**PASSAGE SHOWN**
┌──
La Syrie promise, for its part, recounts the author’s family chronicles by giving an account of a good four generations. The first is that of her paternal grandfather and all those who went through the first half of the twentieth century and, thus, the last decades of submission to the Ottoman Empire and the moment of its dissolution. The second generation is narrated personally by the author’s father and covers the years of the struggle for independence (achieved in 1946), the eruption of pan-Arabism and the various expressions of the modernisation taking place in the Arab world right up to the establishment of a police state, with its corollary of the suppression of every form of opposition. The third generation is that of Hala Kodmani herself and her contemporaries, who grew up either within or beyond Syria’s borders in a state of disaffection with their country; a generation that only with the outbreak of the 2011 revolution rediscovers its origins and re-finds a profound sense of belonging and pride in its Syrianness and Arabness, with all the activism that this brings. The fourth—to which, as in Aswany, ample space is devoted—is the generation of revolutionary young people, whose existence no one suspected, when judging by outward appearances; young people who communicate online and see Internet and the social networks as the only possible alternative for getting round the emergency laws and creating a virtual venue of aggregation where they can meet and count on each other. A generation that expresses itself in a different language from the one used by the preceding generation, particularly regarding gender equality.
└──
**ENTRIES SHOWN**
┌──
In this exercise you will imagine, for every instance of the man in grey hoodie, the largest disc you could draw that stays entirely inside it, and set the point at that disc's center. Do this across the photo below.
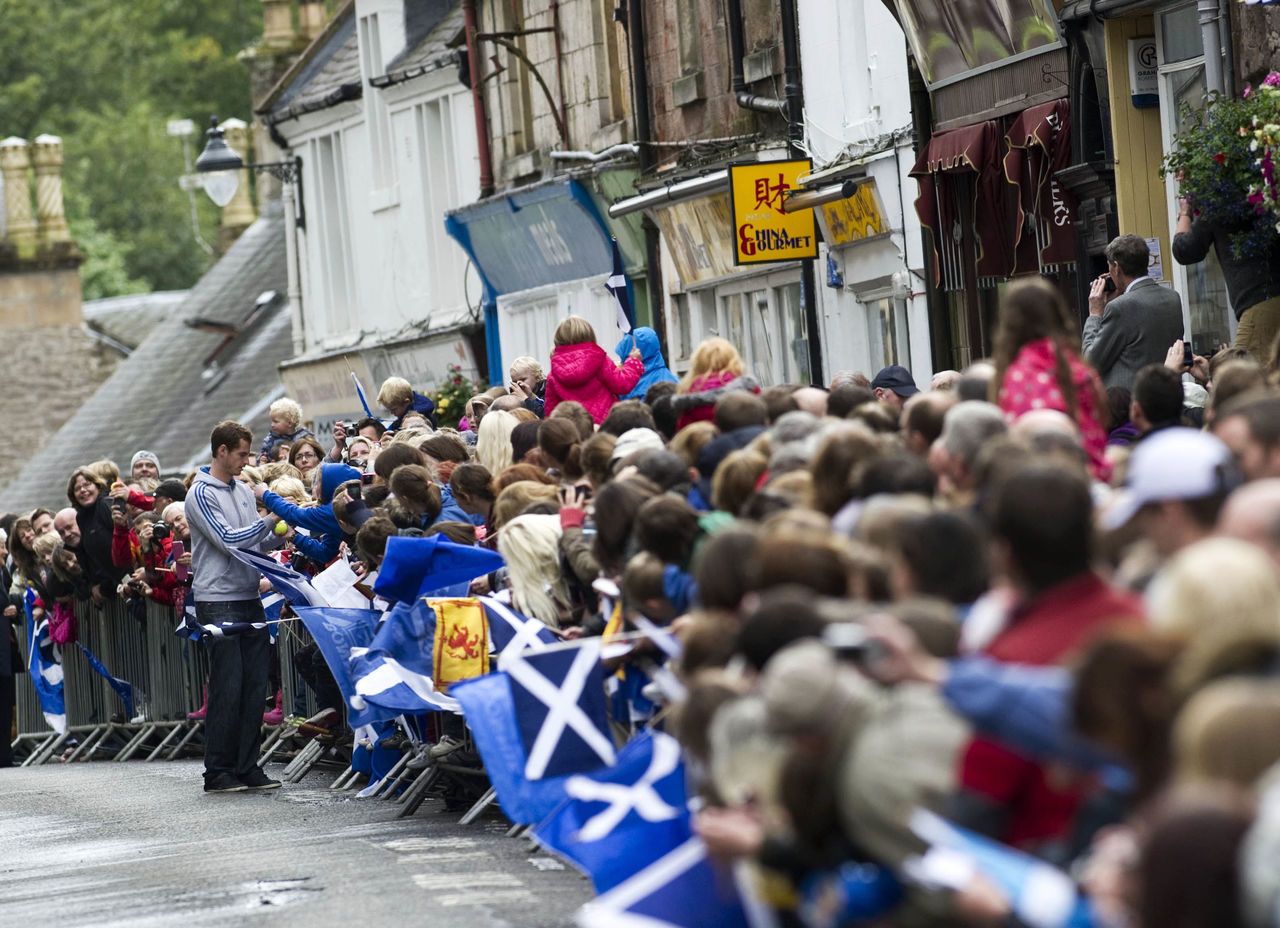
(222, 513)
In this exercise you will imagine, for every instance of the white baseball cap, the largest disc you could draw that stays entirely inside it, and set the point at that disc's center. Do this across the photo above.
(1173, 464)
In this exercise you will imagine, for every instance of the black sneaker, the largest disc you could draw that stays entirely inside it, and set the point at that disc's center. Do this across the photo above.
(223, 782)
(256, 780)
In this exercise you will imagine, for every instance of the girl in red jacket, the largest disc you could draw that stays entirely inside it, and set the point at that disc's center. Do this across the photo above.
(583, 371)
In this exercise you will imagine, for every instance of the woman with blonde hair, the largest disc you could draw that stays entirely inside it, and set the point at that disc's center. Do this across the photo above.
(714, 369)
(583, 371)
(493, 442)
(530, 545)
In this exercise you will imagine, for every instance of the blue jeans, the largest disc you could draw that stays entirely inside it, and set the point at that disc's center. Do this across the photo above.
(237, 689)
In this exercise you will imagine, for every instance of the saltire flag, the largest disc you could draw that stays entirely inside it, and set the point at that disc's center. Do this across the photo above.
(45, 666)
(620, 287)
(510, 630)
(296, 589)
(123, 689)
(360, 392)
(394, 675)
(680, 890)
(337, 634)
(490, 714)
(414, 567)
(618, 821)
(1040, 895)
(561, 709)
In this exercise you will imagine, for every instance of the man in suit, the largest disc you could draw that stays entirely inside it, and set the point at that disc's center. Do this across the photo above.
(1133, 325)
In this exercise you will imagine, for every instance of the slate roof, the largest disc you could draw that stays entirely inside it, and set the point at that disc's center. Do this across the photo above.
(156, 398)
(329, 76)
(433, 30)
(129, 319)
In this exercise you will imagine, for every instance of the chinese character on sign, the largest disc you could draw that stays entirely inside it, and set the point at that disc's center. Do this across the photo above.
(768, 195)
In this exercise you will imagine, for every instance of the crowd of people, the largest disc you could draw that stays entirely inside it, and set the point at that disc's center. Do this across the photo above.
(1038, 598)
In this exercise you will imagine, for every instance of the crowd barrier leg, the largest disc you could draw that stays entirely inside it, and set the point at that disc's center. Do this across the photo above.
└──
**PROBLEMS TO WORK ON**
A) According to the passage about La Syrie promise, in what year was Syrian independence achieved?
B) Rewrite the paragraph beginning "La Syrie promise, for its part" from the passage about La Syrie promise as a brief list, keeping its main facts.

**ANSWERS GIVEN**
A) 1946

B)
La Syrie promise recounts the author's family chronicles across four generations:
- First generation: her paternal grandfather and his contemporaries, who lived through the first half of the twentieth century, the final decades of Ottoman rule and the empire's dissolution.
- Second generation: narrated by the author's father, covering the struggle for independence (achieved in 1946), the rise of pan-Arabism, modernization in the Arab world and the establishment of a police state that suppressed all opposition.
- Third generation: Hala Kodmani and her contemporaries, who grew up inside or outside Syria feeling disaffected with their country and regained pride in their Syrian and Arab identity, along with activism, only with the 2011 revolution.
- Fourth generation: given ample space, as in Aswany, these are the revolutionary young people whose existence no one suspected. They use the Internet and social networks to get around the emergency laws and gather virtually, and they speak a different language from their predecessors, particularly on gender equality.